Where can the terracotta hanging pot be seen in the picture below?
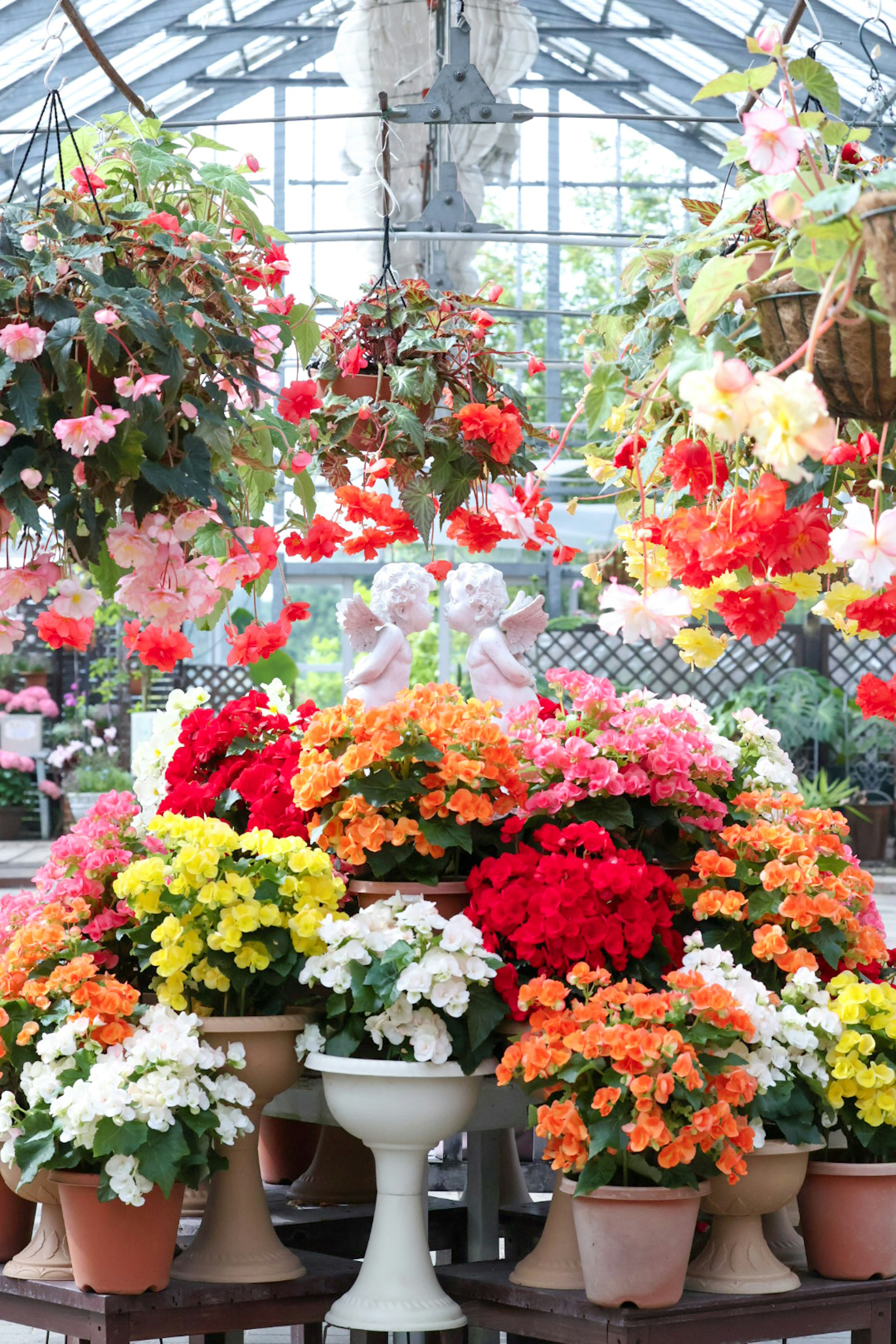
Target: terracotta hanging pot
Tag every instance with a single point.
(237, 1242)
(737, 1259)
(635, 1242)
(848, 1218)
(852, 362)
(342, 1172)
(451, 898)
(46, 1257)
(119, 1248)
(401, 1111)
(555, 1263)
(285, 1148)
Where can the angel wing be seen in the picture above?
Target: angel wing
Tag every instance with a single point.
(359, 623)
(523, 622)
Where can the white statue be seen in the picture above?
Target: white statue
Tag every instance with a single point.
(399, 607)
(479, 607)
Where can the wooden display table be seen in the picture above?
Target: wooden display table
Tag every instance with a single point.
(819, 1307)
(194, 1310)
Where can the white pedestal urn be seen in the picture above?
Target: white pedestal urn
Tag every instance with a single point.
(738, 1259)
(401, 1111)
(237, 1242)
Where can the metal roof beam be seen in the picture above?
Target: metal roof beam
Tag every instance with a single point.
(687, 146)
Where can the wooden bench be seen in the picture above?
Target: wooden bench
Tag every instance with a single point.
(819, 1307)
(210, 1312)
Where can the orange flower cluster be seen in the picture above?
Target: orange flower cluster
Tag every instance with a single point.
(624, 1082)
(416, 772)
(788, 879)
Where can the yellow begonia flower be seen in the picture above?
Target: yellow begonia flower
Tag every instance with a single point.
(700, 648)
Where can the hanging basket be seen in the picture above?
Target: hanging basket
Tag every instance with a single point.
(852, 362)
(878, 213)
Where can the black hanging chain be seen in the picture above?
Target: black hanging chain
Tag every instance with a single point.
(53, 107)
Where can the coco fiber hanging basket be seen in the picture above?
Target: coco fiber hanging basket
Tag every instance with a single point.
(852, 359)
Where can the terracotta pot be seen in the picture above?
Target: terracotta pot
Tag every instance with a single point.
(342, 1172)
(737, 1259)
(285, 1148)
(17, 1222)
(635, 1242)
(451, 898)
(115, 1246)
(237, 1242)
(46, 1256)
(555, 1263)
(852, 364)
(848, 1217)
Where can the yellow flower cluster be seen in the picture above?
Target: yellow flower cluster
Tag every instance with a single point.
(860, 1072)
(222, 894)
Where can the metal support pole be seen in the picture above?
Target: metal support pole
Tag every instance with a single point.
(554, 401)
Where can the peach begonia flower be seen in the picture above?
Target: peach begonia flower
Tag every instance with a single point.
(656, 615)
(772, 143)
(867, 548)
(791, 423)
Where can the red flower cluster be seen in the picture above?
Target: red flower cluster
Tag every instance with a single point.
(570, 896)
(246, 752)
(878, 698)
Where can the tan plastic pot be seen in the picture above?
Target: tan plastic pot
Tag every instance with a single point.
(848, 1218)
(119, 1248)
(635, 1242)
(449, 898)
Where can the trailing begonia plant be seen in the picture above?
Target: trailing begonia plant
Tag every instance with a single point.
(645, 1088)
(142, 323)
(410, 398)
(405, 983)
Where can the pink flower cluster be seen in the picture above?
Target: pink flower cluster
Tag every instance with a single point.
(609, 745)
(33, 700)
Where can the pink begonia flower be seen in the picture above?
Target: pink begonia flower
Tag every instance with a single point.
(772, 143)
(11, 632)
(21, 342)
(868, 550)
(789, 423)
(73, 601)
(656, 615)
(719, 397)
(769, 38)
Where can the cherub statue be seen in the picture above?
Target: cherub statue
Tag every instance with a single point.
(399, 607)
(479, 607)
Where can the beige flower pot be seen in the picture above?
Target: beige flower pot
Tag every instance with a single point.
(46, 1257)
(237, 1242)
(555, 1263)
(848, 1215)
(737, 1259)
(635, 1242)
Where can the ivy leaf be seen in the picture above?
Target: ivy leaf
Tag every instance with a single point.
(817, 81)
(714, 287)
(741, 81)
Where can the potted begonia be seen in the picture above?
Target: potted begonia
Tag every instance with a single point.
(637, 1143)
(404, 795)
(143, 322)
(410, 1026)
(847, 1199)
(124, 1121)
(229, 936)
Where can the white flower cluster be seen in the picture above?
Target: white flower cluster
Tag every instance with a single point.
(448, 959)
(791, 1037)
(152, 759)
(772, 768)
(163, 1068)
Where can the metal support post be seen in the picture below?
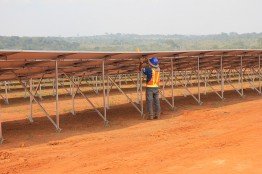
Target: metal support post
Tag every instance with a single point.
(138, 87)
(1, 132)
(222, 77)
(30, 117)
(198, 80)
(129, 99)
(241, 76)
(107, 92)
(57, 104)
(141, 94)
(73, 95)
(172, 83)
(104, 92)
(259, 73)
(6, 92)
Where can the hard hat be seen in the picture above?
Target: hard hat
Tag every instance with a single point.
(153, 62)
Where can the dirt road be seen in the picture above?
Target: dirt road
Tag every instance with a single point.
(218, 137)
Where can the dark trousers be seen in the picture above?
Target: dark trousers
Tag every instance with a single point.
(152, 102)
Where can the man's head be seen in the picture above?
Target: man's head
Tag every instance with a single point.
(153, 62)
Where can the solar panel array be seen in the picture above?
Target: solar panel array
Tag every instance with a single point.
(35, 64)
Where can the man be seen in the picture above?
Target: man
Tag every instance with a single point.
(152, 73)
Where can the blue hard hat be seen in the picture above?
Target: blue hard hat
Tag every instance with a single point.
(153, 62)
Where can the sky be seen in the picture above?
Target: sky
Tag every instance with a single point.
(96, 17)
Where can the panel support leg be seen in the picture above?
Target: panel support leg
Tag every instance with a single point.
(104, 93)
(1, 132)
(172, 84)
(30, 117)
(56, 90)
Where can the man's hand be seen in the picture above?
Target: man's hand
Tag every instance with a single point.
(142, 60)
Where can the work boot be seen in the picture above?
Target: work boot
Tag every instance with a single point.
(150, 117)
(157, 117)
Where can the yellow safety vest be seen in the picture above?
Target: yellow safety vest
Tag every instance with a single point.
(154, 81)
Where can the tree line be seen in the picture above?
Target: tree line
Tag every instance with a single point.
(133, 42)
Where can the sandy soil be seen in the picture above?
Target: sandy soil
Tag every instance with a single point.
(218, 137)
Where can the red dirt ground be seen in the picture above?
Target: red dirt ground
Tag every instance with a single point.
(217, 137)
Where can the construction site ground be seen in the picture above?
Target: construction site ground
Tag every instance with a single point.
(217, 137)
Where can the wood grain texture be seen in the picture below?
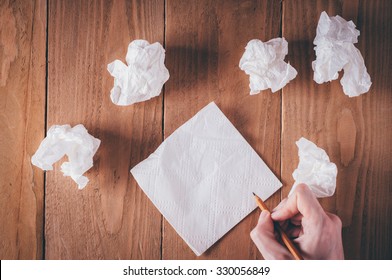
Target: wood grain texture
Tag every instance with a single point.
(355, 132)
(111, 218)
(205, 41)
(22, 114)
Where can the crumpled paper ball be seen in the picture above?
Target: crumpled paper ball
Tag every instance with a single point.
(264, 63)
(144, 76)
(315, 169)
(335, 50)
(74, 142)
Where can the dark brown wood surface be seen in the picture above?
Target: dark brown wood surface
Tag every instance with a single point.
(53, 59)
(22, 127)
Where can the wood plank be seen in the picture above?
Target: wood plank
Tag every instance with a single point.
(205, 41)
(22, 120)
(369, 237)
(111, 218)
(351, 130)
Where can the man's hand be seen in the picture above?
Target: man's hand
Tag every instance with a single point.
▬▬▬▬▬▬▬▬▬▬
_Required task_. Copy the lines from the one holding "Where can the dark brown" through the final line, inclusive, requests and all. Scale every answer coordinate by 1.65 and round each result to a whole number, with halves rounded up.

_Written reply_.
Where can the dark brown wood surface be seen in the picture above?
Target: dark brown wood surface
Tag every instance with a single point.
(87, 97)
(36, 210)
Where can the wood plank be seen in the picture above?
Target: wood plank
Tag every instance with a single point.
(338, 68)
(36, 198)
(609, 391)
(183, 360)
(579, 215)
Where can the man's hand be seen in the picture above?
Target: man's hand
Tag every instance with a single point.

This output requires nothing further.